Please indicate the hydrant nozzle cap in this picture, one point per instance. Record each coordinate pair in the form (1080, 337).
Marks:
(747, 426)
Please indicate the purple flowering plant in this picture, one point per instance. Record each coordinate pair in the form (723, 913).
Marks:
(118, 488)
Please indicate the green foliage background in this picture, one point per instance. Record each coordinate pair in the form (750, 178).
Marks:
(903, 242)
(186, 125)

• • • • • • •

**ASSIGNMENT**
Your task is to transcribe the listing above in full and exactly.

**FINAL ANSWER**
Please indicate the hydrant nozzle cap in this picture, one point per instance. Record each coordinate pair in the form (1080, 337).
Marks:
(747, 426)
Please indicate the purple flowering plant in this picture, one point per instance. Record each coordinate pair in the form (723, 913).
Marks:
(118, 488)
Please indicate the green foliage background in this picture, one point per instance. Record each coordinate pair in the form (750, 178).
Marks:
(903, 242)
(186, 125)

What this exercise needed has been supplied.